### Extracted entries
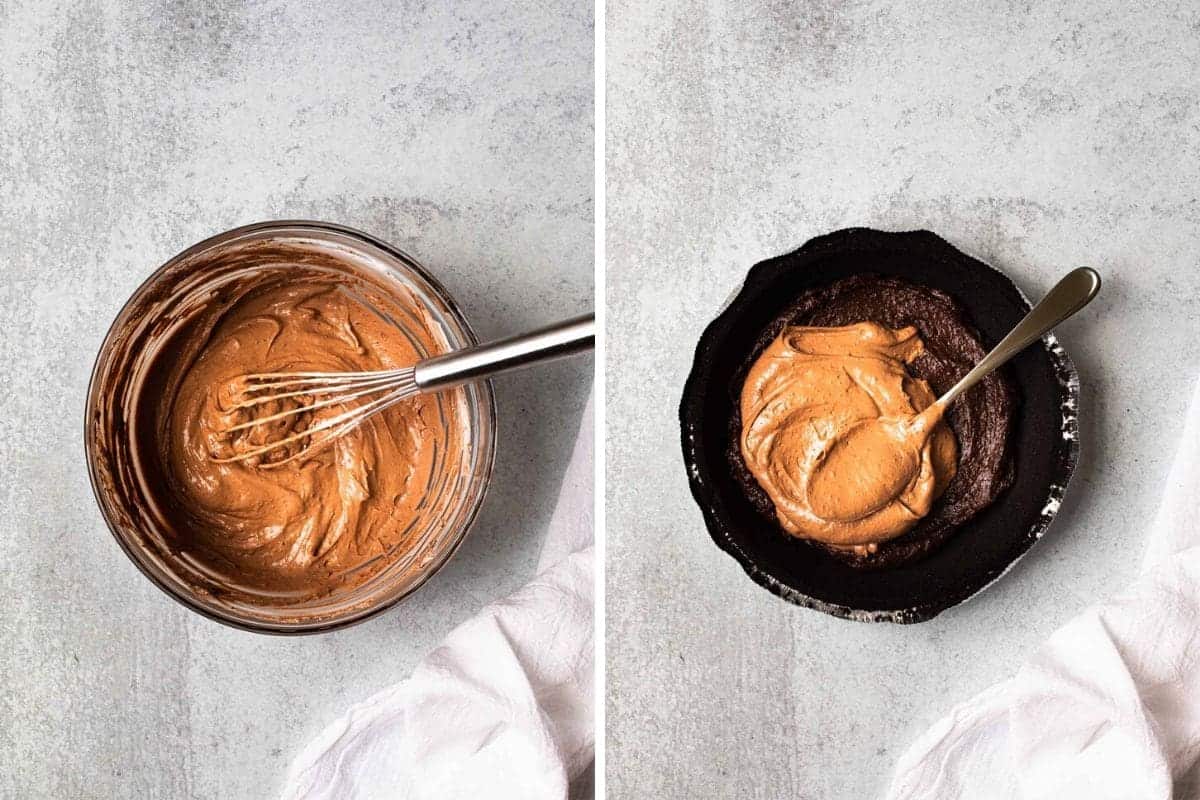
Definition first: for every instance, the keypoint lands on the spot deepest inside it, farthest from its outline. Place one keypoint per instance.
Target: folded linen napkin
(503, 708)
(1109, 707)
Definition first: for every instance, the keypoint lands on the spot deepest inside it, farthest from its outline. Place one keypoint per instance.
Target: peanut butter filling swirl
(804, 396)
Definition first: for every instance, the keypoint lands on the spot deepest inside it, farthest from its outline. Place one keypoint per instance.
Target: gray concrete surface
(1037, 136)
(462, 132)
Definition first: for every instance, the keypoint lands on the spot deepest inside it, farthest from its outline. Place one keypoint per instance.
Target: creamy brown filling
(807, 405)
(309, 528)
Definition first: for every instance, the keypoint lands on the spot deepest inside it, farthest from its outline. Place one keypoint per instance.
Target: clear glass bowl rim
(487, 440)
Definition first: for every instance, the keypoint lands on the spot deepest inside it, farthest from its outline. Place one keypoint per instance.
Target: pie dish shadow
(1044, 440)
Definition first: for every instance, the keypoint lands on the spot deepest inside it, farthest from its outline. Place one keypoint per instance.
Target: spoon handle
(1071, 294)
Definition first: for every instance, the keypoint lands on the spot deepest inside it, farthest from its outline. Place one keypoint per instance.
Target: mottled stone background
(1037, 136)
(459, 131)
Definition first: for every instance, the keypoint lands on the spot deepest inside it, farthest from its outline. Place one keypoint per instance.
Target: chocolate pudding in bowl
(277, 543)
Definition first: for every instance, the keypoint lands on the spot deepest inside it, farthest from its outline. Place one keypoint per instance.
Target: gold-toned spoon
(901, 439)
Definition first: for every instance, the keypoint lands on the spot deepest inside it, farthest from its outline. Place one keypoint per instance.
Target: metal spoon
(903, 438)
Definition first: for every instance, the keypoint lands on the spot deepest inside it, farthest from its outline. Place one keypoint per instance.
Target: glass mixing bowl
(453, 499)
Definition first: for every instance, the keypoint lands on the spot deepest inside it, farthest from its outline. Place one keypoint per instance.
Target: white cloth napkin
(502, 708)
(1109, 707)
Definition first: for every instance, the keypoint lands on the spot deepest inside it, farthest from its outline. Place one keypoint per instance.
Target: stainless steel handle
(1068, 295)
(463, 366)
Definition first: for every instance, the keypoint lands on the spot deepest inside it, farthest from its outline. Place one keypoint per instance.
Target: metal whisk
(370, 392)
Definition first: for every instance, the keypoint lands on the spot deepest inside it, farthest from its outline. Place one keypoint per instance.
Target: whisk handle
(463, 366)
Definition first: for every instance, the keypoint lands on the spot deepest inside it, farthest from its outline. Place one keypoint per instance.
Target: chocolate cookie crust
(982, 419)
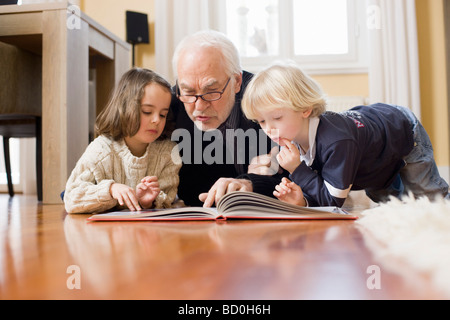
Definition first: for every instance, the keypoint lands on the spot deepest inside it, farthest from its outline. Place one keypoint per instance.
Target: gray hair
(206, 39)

### Exercise aim
From the line containing "Target: whisk handle" through the final line of the records, write out each line exactly, and include no pictures.

### Response to the exercise
Target: whisk handle
(463, 366)
Definition first: for every instance, the keypoint lands on the spot deepest inside it, farthest from its outline. Place one keypoint per instance.
Target: chocolate cookie crust
(982, 419)
Definition first: for every instance, the keypoint lands on the spot deepest inside it, farthest from its outline. Place one keypoint per instance.
Target: gray hair
(206, 39)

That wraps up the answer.